■ What is expected
In the material below, find the line with "An <instance> block" and the line with "338L478 365L481 415L472", then output those two lines and every line between them, exactly.

---------------

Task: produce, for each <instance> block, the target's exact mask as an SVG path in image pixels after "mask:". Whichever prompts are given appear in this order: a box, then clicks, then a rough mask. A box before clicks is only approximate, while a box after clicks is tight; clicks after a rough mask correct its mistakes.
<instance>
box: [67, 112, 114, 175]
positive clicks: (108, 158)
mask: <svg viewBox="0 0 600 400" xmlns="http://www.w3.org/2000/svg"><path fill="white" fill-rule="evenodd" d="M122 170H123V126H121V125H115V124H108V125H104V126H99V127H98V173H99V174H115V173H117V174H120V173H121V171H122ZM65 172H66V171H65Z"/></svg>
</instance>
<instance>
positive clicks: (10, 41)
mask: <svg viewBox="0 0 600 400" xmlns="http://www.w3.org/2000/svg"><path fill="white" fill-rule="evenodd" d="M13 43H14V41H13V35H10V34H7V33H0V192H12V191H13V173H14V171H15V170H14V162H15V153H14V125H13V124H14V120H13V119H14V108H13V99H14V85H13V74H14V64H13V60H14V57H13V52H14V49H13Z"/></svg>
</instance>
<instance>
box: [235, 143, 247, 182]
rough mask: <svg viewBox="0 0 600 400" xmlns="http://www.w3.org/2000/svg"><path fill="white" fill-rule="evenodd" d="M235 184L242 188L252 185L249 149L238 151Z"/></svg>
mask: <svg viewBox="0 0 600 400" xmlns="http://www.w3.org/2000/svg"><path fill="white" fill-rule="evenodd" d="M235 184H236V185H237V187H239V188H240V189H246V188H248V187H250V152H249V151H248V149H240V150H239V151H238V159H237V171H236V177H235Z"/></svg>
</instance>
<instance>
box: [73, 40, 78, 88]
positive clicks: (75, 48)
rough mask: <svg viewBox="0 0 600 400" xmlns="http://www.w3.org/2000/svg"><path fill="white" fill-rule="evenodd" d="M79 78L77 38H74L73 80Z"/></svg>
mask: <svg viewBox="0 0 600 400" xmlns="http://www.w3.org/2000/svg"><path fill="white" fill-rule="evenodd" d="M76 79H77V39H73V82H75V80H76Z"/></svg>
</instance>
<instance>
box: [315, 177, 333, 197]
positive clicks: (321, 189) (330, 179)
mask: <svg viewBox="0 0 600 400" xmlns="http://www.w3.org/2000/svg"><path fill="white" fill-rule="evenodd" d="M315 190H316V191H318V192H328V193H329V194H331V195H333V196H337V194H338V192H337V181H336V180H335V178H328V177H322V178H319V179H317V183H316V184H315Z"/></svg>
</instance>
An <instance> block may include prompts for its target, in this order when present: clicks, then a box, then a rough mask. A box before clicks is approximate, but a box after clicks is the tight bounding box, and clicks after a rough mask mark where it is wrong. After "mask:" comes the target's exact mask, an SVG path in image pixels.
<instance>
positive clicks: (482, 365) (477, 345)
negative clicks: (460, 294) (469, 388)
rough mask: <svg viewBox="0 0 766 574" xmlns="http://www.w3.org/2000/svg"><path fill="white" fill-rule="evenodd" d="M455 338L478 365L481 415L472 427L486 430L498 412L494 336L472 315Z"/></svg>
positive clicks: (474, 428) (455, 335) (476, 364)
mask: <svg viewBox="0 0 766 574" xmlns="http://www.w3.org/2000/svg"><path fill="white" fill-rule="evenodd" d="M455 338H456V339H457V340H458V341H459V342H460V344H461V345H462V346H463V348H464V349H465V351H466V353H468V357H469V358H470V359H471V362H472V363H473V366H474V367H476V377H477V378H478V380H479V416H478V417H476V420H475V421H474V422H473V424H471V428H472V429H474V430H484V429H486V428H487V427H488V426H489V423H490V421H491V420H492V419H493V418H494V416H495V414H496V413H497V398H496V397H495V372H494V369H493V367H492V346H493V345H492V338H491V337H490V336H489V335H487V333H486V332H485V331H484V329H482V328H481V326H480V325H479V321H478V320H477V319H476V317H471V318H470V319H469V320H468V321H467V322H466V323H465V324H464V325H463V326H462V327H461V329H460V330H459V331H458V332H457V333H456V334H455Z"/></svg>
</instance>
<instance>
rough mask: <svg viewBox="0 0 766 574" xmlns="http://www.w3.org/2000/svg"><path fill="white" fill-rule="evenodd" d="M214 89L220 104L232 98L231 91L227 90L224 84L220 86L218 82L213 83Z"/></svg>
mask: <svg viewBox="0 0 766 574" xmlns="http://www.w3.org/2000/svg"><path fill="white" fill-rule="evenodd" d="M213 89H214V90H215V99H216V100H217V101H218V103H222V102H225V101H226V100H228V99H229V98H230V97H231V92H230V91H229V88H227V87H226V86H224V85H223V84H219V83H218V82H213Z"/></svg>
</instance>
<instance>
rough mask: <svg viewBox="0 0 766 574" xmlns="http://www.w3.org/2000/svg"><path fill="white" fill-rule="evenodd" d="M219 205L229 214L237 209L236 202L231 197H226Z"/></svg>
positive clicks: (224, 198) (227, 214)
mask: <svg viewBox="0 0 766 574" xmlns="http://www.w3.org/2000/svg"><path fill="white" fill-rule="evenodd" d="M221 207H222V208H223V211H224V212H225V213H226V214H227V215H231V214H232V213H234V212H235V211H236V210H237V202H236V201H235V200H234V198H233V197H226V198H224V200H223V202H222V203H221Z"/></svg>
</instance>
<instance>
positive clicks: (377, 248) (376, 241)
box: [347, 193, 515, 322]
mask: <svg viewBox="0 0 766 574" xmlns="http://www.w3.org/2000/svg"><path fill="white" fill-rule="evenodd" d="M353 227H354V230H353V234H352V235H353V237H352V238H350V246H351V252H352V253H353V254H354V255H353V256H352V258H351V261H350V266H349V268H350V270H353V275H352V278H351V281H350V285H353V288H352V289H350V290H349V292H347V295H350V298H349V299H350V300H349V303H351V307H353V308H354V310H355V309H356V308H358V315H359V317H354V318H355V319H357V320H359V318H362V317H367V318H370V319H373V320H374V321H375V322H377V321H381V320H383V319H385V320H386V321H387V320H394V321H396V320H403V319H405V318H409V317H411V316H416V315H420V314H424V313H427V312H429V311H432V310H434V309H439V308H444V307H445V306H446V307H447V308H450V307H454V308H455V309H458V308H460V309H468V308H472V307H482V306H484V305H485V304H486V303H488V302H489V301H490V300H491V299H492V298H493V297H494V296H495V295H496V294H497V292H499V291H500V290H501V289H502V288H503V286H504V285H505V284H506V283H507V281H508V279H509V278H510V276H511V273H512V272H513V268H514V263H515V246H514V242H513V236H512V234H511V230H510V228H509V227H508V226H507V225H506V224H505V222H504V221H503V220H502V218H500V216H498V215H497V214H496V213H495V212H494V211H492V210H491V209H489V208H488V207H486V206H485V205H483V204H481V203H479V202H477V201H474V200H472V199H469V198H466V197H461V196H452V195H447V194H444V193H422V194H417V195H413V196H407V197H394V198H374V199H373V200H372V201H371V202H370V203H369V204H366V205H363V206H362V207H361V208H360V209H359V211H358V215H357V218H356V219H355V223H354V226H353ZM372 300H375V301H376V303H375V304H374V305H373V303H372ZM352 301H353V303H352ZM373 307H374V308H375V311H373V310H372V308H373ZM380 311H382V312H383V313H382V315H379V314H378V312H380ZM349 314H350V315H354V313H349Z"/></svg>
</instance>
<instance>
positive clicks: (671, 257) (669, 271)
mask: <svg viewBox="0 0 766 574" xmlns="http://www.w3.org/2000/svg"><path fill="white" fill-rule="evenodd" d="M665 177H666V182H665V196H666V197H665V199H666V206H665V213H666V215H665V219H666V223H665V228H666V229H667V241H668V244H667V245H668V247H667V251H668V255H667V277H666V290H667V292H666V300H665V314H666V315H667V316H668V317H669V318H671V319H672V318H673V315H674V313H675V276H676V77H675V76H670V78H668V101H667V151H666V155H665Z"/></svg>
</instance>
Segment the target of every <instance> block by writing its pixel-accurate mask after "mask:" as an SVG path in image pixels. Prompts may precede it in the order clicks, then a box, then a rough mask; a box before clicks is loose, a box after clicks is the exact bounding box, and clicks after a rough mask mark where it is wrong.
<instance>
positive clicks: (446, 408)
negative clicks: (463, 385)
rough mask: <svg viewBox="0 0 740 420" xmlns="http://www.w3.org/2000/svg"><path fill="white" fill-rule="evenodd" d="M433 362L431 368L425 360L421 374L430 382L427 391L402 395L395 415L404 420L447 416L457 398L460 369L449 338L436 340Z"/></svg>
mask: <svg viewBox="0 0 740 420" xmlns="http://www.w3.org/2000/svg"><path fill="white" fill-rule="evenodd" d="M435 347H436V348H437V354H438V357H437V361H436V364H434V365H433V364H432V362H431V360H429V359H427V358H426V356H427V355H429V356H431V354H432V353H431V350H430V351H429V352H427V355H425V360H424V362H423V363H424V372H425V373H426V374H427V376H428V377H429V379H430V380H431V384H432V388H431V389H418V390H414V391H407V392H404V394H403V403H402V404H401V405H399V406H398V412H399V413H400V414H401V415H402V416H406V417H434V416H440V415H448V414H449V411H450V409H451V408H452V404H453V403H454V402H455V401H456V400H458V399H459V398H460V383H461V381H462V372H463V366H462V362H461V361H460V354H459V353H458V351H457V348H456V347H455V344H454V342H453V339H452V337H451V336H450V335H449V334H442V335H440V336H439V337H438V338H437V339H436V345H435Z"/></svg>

---------------

■ Answer to the problem
An <instance> block may include prompts for its target, in this order when present: clicks, then a box, then a rough mask. A box before clicks is approximate, but a box after clicks is the tight bounding box, and clicks after a rough mask mark where it is wrong. After "mask:" comes the target's exact mask, an SVG path in image pixels.
<instance>
positive clicks: (482, 365) (477, 345)
negative clicks: (460, 294) (469, 388)
rough mask: <svg viewBox="0 0 766 574" xmlns="http://www.w3.org/2000/svg"><path fill="white" fill-rule="evenodd" d="M455 338L478 365L481 415L472 427L486 430L498 412L494 336L472 315Z"/></svg>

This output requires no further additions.